* [Aim] Reproduce the data below verbatim, starting at the line that contains "Looking for: man's arm" and continuing through the final line of the data.

* [Extracted information]
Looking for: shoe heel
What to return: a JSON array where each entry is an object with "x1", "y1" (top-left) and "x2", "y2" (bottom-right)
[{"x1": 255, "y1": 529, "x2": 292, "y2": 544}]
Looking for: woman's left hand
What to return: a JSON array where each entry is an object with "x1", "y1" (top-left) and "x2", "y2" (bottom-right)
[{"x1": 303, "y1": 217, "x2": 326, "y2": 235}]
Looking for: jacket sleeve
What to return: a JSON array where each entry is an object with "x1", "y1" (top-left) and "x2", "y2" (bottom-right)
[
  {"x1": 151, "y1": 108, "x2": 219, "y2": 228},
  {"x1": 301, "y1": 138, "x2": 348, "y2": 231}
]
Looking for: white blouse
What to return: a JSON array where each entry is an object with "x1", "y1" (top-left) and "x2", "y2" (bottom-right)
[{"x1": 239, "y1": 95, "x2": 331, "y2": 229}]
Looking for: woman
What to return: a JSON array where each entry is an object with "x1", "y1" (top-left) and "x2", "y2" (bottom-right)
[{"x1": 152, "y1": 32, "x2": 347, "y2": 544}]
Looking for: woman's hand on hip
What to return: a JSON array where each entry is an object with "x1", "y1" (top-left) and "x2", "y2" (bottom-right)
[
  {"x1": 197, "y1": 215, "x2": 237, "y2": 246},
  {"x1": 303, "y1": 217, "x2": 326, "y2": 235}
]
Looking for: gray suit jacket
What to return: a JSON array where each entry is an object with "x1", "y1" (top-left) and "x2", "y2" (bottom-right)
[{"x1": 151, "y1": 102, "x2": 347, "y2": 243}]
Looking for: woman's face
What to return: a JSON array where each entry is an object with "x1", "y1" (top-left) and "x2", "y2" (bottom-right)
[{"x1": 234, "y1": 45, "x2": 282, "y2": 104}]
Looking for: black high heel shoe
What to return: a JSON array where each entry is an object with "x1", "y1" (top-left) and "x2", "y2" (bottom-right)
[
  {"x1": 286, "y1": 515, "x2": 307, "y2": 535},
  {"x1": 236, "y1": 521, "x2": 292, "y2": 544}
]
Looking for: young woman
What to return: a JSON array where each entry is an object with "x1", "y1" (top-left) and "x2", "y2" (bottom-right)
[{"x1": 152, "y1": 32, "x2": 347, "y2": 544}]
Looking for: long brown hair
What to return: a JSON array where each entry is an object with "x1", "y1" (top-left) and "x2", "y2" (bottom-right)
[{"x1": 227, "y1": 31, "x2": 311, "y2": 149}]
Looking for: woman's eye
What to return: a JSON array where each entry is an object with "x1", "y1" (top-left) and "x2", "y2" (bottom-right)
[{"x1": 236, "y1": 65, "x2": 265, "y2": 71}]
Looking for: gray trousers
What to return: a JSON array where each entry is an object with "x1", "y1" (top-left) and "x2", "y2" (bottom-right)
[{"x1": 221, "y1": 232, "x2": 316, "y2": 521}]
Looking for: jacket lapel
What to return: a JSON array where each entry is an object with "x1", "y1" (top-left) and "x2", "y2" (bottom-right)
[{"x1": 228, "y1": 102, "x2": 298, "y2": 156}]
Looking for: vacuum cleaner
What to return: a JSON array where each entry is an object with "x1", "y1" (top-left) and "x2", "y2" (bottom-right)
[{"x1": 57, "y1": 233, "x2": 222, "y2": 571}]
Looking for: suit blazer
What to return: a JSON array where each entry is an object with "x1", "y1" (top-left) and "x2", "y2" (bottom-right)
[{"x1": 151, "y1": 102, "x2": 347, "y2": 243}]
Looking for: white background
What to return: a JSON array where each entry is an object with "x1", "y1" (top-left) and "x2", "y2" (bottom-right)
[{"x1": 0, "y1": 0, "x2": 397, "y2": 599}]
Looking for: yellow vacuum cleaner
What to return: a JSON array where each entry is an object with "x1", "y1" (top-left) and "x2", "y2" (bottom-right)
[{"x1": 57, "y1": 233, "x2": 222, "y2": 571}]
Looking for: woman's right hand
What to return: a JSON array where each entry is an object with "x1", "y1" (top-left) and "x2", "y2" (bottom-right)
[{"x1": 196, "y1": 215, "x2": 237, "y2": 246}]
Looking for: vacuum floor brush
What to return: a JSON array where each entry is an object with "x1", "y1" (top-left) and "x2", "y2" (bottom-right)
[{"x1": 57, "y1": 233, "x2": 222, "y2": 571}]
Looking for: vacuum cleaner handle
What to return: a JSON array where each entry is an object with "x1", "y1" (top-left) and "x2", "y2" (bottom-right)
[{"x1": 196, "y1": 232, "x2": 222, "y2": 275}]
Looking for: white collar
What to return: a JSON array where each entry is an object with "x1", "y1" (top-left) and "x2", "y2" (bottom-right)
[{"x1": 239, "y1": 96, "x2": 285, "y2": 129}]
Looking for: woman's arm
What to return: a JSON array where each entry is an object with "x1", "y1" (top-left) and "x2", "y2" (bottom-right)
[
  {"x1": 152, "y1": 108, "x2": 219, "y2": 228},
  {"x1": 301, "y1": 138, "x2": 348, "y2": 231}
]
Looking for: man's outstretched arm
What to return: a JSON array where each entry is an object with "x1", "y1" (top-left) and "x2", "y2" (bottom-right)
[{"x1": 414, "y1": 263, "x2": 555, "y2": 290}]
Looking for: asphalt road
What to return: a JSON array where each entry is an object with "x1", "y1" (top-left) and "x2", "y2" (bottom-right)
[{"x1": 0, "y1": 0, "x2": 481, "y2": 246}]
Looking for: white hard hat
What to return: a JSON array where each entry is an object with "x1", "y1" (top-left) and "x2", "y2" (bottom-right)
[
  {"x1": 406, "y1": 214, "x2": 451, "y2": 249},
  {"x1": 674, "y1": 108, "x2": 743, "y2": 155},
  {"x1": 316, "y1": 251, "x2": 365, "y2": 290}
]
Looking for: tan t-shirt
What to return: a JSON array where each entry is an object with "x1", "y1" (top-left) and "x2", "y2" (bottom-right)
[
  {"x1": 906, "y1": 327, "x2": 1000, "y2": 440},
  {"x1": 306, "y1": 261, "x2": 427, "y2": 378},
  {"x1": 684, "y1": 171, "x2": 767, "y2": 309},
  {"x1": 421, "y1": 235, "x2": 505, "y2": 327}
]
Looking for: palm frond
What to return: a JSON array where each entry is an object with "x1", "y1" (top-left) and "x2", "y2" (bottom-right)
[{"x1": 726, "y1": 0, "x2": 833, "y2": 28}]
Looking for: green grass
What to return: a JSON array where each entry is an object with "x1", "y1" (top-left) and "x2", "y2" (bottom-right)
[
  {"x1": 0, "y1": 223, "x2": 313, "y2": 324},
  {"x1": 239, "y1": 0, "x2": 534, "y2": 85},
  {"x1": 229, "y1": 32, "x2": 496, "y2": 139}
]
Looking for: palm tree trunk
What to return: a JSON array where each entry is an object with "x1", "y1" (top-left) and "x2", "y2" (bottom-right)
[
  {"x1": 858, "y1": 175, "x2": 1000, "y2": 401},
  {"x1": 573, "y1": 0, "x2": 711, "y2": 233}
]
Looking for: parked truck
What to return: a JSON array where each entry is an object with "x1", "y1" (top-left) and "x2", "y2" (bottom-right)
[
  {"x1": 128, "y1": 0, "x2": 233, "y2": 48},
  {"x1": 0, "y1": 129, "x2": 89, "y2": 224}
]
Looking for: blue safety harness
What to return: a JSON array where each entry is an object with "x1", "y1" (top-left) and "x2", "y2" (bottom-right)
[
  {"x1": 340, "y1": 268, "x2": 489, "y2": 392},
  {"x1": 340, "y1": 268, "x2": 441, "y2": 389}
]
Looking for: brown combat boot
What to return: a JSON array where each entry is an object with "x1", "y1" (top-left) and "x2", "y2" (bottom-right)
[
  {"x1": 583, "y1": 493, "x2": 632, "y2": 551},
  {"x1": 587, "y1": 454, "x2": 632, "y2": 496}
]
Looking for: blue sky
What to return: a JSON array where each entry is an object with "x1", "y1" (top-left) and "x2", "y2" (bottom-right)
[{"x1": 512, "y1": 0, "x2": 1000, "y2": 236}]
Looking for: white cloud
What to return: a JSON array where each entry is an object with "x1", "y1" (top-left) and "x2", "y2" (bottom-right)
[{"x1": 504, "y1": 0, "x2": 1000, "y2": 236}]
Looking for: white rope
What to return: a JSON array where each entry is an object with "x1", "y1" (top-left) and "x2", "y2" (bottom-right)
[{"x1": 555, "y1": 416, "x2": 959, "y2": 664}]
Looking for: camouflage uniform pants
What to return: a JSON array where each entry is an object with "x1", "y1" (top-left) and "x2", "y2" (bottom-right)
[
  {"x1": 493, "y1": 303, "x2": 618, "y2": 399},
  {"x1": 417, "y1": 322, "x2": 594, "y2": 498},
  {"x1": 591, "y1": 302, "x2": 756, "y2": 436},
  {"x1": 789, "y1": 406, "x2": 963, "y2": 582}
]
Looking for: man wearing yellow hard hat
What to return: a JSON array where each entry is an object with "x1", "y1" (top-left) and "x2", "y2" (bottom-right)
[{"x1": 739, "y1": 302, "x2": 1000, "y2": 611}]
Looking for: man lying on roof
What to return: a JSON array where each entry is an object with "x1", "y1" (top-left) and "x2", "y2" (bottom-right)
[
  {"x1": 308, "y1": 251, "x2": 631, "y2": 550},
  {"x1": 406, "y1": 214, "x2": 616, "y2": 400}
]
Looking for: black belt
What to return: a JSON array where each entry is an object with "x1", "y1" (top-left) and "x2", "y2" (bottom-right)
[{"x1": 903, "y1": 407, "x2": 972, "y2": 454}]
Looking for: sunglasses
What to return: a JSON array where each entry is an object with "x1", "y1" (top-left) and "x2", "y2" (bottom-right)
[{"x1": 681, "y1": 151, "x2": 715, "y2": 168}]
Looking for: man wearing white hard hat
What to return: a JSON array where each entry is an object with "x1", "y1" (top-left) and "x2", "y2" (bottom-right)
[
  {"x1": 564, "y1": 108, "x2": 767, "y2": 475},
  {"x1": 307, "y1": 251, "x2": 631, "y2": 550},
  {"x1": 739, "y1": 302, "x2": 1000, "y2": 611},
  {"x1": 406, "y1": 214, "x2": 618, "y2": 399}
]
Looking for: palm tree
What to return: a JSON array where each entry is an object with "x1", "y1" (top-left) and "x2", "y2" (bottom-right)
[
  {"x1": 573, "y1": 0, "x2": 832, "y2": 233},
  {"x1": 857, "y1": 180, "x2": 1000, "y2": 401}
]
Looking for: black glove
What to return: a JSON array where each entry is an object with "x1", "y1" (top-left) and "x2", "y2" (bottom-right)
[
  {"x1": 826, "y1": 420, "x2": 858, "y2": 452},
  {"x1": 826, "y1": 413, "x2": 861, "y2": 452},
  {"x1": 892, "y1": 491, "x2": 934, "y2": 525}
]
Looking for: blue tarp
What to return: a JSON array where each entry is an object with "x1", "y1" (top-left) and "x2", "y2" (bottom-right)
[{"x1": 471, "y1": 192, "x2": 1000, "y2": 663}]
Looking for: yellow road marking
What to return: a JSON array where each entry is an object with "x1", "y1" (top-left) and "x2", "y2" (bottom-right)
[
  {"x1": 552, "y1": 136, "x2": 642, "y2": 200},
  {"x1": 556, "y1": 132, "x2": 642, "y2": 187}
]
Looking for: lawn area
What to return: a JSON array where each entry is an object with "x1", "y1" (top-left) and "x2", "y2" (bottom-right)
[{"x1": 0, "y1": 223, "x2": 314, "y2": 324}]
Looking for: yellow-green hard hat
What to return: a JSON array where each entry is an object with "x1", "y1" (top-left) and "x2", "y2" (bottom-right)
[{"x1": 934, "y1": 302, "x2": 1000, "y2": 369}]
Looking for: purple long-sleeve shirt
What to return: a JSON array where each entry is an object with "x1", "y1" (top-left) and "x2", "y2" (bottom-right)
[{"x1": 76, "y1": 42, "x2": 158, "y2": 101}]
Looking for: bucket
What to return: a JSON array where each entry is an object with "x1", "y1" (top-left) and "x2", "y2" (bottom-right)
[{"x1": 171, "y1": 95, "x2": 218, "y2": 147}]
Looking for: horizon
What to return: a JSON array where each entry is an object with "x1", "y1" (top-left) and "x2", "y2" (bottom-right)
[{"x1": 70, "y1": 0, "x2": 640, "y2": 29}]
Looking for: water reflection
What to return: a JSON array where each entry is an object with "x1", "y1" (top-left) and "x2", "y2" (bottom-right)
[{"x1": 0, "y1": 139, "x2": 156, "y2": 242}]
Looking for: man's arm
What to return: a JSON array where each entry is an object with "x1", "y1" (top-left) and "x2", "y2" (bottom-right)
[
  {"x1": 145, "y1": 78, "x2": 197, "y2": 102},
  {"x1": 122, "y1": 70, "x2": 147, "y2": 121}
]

* [Answer]
Looking for: man's arm
What to return: a JSON array where each entry is an object with "x1", "y1" (top-left) and "x2", "y2" (bottom-right)
[
  {"x1": 145, "y1": 78, "x2": 197, "y2": 102},
  {"x1": 122, "y1": 70, "x2": 147, "y2": 121}
]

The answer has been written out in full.